- Written request 1
Recast the entries below as a Markdown table with the columns Row and Line. Start with the line that contains "nose in the photo above.", go on through the final line of the entries, and leave out any blank lines.

- Document extract

# Western States Fall Camo Pattern



## MidwestMike (Jul 27, 2011)

Hey Everyone,
I used the search program for a couple hours yesterday, and tried to PM Plainsman, but not sure if it sent? Shows it in my out box, but not in my sent box? Anyway, the posts I found were a few years old.
Here is the question....Western Kansas, Nebraska, and S.E. Colorado. What would your late October/Early November camo pattern, and maker be? I'n no rich guy, so no $200.00 Jackets, and $120.00 pants please.
Thanks for the input. :thumb:


----------



## coyote sniper (Apr 15, 2009)

What exactly are you going after Archery deer, waterfowl predators? I like shadowgrass or max-1 both seem two work well for me for all around camo.


----------



## barebackjack (Sep 5, 2006)

Carhart tan seems to work well. Even better with a few grease or oil stains on it. :thumb:


----------



## MidwestMike (Jul 27, 2011)

Sorry, I posted under Coyote and Fox hunting, so I assumed people wouldn't think I was going Pheasant hunting..  Coyotes are on the hit list? Any other predators that are in season will catch some lead too.
Thanks again.
Got lots of Carhardts from being a Carpenter, both pine green, and tan...not too many oil stains though because I HATE wrenching!! oke:


----------



## Fallguy (Jan 23, 2004)

Location annotation dataset excerpts
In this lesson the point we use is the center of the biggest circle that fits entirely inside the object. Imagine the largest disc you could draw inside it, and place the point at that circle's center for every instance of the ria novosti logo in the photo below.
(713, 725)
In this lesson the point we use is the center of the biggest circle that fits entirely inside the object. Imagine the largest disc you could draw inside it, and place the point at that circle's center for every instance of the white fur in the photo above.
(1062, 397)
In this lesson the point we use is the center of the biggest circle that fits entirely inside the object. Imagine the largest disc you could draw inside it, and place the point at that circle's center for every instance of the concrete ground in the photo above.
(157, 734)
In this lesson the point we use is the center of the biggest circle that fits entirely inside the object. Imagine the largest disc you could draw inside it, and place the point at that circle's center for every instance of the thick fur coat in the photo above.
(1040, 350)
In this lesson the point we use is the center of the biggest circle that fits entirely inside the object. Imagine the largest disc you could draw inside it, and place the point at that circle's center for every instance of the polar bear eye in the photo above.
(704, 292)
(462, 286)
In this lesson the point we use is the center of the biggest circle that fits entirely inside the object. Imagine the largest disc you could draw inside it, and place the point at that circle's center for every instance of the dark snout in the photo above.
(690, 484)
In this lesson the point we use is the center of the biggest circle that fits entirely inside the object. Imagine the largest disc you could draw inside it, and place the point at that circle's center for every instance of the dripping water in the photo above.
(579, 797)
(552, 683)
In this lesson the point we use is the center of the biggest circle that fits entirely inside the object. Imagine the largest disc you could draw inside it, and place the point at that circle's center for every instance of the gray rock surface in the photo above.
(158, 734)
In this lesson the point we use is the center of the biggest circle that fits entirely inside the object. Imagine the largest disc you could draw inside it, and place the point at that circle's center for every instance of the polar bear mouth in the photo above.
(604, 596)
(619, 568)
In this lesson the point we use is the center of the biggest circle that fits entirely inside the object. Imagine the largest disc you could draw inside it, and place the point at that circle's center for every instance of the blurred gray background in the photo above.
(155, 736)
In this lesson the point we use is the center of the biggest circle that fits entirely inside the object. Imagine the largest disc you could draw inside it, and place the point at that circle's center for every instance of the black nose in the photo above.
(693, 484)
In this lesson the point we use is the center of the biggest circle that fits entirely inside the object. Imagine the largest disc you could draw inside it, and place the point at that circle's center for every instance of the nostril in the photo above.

- Written request 2
Reproduce the camo pattern thread word for word, starting with "Here is the" and going on through "and $120.00 pants please.".

- Expected answer 1
| Row | Line |
|---|---|
| 1 | In this lesson the point we use is the center of the biggest circle that fits entirely inside the object. Imagine the largest disc you could draw inside it, and place the point at that circle's center for every instance of the black nose in the photo above. |
| 2 | (693, 484) |
| 3 | In this lesson the point we use is the center of the biggest circle that fits entirely inside the object. Imagine the largest disc you could draw inside it, and place the point at that circle's center for every instance of the nostril in the photo above. |

- Expected answer 2
Here is the question....Western Kansas, Nebraska, and S.E. Colorado. What would your late October/Early November camo pattern, and maker be? I'n no rich guy, so no $200.00 Jackets, and $120.00 pants please.